# [WHAT IS NEEDED]
After locating the line that contains "Where can you spot the green mesh", quote it and all lines after it through the end of the entries, and nothing more. Pictures stay out.

## Start TASK INPUT

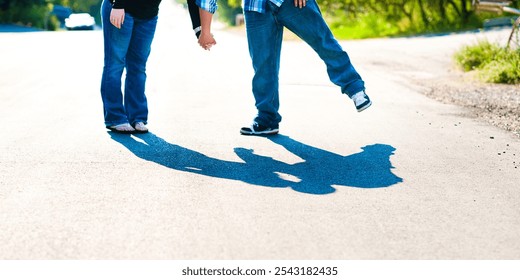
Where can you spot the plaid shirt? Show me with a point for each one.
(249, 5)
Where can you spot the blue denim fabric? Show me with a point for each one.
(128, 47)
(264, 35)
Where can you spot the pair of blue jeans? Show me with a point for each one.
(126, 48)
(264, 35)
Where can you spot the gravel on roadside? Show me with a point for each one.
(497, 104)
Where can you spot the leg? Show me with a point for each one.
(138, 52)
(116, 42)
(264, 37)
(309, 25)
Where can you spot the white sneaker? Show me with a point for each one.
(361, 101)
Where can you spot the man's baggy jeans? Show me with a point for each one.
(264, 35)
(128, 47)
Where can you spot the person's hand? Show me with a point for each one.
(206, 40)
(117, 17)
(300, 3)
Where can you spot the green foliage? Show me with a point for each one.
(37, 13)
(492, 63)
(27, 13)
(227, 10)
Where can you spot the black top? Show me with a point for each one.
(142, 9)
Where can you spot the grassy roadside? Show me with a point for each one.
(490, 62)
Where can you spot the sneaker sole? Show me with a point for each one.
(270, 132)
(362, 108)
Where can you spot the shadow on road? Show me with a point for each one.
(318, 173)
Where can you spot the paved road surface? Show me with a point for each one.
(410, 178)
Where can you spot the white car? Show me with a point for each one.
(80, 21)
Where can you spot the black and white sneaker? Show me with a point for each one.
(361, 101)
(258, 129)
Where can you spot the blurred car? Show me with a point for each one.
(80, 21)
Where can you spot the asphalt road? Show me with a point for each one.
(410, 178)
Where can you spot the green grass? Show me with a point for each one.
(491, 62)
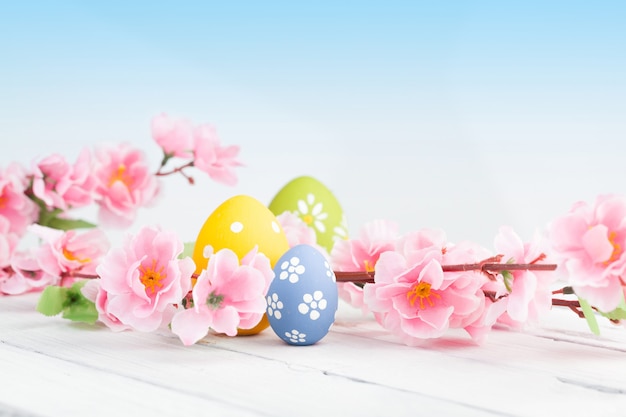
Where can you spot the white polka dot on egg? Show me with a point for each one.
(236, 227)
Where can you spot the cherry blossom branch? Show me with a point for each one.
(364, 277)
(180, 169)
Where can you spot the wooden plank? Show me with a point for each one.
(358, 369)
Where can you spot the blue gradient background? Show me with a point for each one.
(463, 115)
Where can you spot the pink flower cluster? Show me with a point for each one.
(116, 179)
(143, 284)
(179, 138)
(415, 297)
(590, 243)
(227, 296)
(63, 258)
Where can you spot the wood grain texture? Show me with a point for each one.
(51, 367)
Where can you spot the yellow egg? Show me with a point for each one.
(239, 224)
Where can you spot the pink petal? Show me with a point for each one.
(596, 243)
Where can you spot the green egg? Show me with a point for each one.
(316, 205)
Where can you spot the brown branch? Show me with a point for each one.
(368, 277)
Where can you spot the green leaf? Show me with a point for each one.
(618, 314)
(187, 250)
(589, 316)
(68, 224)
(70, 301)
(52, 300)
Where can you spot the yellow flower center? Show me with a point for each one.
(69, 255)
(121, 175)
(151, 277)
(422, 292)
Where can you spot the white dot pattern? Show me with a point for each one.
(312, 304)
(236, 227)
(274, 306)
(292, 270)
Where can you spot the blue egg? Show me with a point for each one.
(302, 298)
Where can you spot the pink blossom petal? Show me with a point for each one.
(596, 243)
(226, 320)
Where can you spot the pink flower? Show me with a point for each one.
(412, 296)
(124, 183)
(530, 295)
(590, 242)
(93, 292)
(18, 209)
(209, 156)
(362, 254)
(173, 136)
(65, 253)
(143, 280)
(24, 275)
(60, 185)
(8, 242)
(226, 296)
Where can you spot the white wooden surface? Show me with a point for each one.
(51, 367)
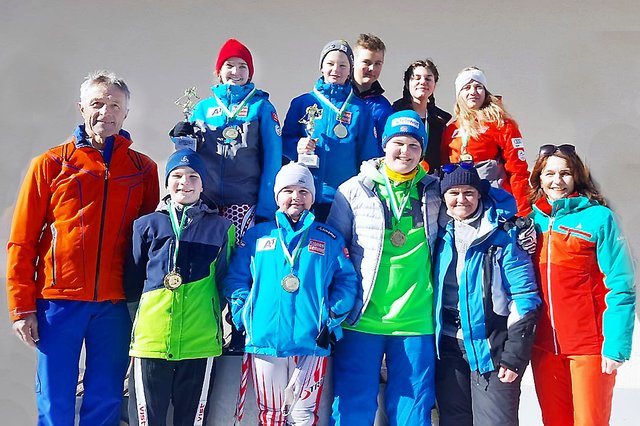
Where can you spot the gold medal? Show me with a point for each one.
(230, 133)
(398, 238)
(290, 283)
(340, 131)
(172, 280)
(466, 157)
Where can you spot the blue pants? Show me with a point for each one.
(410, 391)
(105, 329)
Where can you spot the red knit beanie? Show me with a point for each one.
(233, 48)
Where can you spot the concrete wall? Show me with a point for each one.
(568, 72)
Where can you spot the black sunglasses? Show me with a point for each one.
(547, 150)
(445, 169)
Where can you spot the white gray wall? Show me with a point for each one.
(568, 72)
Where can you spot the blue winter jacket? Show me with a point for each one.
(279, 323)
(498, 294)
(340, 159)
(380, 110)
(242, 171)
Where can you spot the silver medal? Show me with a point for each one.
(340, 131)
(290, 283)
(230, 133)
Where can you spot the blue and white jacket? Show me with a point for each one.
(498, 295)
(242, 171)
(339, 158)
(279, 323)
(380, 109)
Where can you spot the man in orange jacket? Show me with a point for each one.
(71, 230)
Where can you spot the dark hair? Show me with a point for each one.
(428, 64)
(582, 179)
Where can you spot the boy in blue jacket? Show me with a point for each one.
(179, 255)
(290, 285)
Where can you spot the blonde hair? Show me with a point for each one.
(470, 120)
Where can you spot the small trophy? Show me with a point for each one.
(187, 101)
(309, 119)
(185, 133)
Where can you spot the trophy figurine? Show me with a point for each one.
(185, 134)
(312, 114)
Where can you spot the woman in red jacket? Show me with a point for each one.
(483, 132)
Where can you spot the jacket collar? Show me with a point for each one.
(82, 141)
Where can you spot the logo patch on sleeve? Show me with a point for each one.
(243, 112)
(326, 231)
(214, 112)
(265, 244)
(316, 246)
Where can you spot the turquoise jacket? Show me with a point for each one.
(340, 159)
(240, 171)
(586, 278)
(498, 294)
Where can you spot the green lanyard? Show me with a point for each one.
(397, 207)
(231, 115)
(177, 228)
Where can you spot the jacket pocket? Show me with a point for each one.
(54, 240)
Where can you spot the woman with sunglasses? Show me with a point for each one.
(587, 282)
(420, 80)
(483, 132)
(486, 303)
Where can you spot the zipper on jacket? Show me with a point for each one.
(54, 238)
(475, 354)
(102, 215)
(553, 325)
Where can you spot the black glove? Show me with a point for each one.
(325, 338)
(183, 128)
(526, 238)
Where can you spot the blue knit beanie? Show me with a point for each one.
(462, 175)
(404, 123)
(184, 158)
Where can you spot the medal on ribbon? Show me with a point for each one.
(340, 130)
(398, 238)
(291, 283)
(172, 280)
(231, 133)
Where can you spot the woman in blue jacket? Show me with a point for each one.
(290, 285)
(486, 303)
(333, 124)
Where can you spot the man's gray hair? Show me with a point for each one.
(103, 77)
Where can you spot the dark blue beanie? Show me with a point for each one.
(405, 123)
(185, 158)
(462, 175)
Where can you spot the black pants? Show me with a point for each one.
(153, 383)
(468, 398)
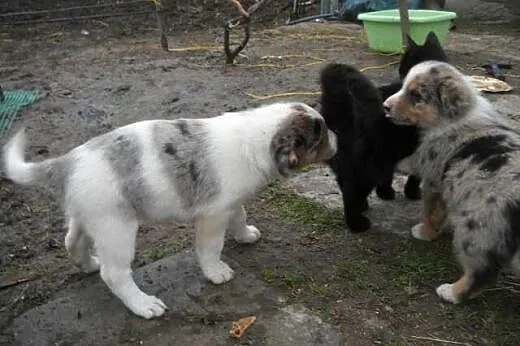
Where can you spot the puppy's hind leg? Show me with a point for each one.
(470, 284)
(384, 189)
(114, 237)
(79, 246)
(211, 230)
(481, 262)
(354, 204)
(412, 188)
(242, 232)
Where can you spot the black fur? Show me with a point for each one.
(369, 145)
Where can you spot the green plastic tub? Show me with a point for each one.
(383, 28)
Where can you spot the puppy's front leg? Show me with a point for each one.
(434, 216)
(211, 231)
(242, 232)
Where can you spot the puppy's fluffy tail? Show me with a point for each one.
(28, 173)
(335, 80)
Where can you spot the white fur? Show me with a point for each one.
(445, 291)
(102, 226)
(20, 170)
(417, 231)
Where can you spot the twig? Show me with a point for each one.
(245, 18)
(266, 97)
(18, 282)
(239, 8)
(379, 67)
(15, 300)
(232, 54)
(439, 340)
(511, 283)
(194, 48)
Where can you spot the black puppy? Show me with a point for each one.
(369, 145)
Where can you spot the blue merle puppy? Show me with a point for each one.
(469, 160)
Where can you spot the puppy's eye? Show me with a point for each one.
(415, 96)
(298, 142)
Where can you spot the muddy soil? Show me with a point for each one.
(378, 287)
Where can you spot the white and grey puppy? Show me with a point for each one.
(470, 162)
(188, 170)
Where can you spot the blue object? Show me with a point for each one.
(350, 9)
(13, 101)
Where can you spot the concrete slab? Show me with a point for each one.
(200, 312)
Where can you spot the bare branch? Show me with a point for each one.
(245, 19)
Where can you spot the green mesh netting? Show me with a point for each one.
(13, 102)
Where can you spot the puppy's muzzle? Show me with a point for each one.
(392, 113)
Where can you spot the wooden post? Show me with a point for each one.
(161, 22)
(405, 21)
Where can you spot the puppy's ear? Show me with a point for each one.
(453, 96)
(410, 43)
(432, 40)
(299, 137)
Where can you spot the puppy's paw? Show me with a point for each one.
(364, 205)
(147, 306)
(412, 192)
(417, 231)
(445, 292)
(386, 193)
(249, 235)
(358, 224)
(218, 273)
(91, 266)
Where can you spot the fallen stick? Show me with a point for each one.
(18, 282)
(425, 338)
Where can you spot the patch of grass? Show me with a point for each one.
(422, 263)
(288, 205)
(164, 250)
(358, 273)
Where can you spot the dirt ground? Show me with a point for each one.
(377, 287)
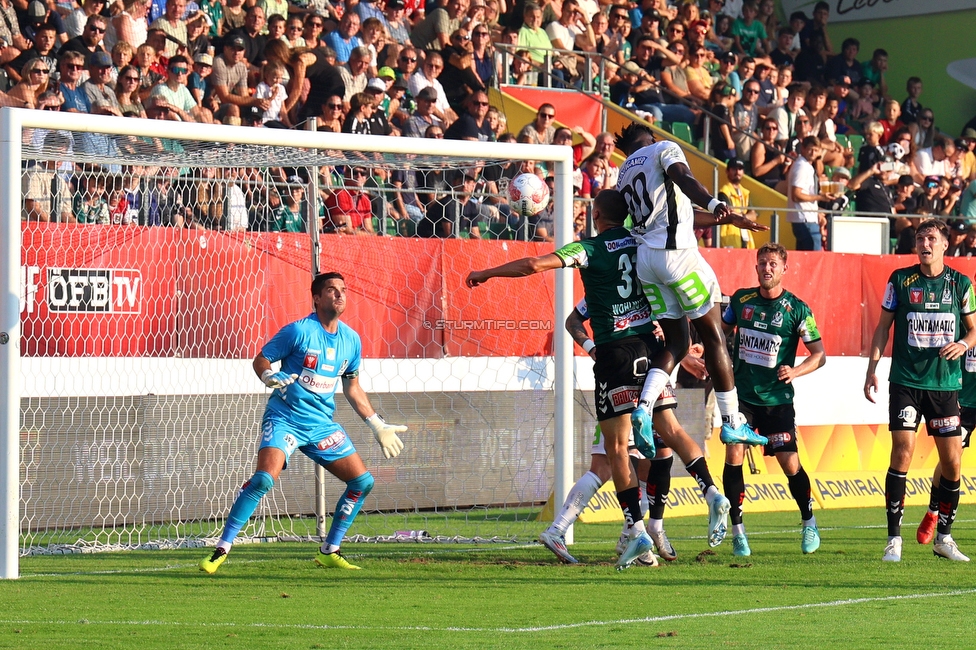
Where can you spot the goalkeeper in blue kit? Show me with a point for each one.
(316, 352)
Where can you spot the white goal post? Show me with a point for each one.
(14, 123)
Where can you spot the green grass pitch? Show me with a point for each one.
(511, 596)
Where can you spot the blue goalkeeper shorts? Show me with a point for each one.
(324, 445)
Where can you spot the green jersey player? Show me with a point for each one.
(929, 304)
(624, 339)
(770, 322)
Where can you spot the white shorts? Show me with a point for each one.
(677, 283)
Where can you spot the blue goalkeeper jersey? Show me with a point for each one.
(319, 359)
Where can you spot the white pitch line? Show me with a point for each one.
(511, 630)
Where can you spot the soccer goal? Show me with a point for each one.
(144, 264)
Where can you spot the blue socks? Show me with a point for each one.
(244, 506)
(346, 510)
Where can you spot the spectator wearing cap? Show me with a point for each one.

## End TASK INPUT

# [TASK SOLUTION]
Where can you spot the green mesh netting? Show me with a point for each one.
(13, 102)
Where can you spot the puppy's muzzle? Show me with a point for each one.
(392, 113)
Where can you spot the wooden post? Show me with a point for each one.
(161, 22)
(405, 21)
Where can you spot the puppy's ear? Show me with a point for each one.
(453, 96)
(410, 43)
(432, 40)
(299, 137)
Where can you spot the puppy's paw? Show me with a point for each one.
(364, 205)
(147, 306)
(412, 192)
(417, 231)
(445, 292)
(386, 193)
(249, 235)
(358, 224)
(218, 273)
(91, 266)
Where can you spot the fallen stick? Show me with a point for each one.
(18, 282)
(425, 338)
Where can you spot the patch of grass? Show me with a point for each one.
(422, 263)
(288, 205)
(164, 250)
(358, 273)
Where can you spot the dirt ground? Show me with a point for each one.
(377, 287)
Where can you spot the goalkeeper in blue kit? Show me with a point for each one.
(316, 352)
Where can you spot the white goal post? Show me with a point for each one.
(14, 123)
Where can you spot the green grass pitch? Show me with a point for each one.
(511, 596)
Where can you spot the blue goalkeeper shorts? Show me with a point for each one.
(324, 445)
Where can you spot the green jersey player? Show me with a point for each one.
(929, 304)
(624, 339)
(770, 322)
Where can you spot the white shorts? Show me with a point for each one.
(677, 283)
Where can you spot the blue goalkeeper jersey? Show me with a point for each one.
(319, 359)
Where can you spot the white pitch line? Show me with a point for each one.
(511, 630)
Where can you spot the soccer goal? Show me with a point for each one.
(144, 264)
Where can you spot the blue socks? Show me with a point for each one.
(244, 506)
(346, 510)
Where can you spot the spectator wearing cap? Show me with a point for each one.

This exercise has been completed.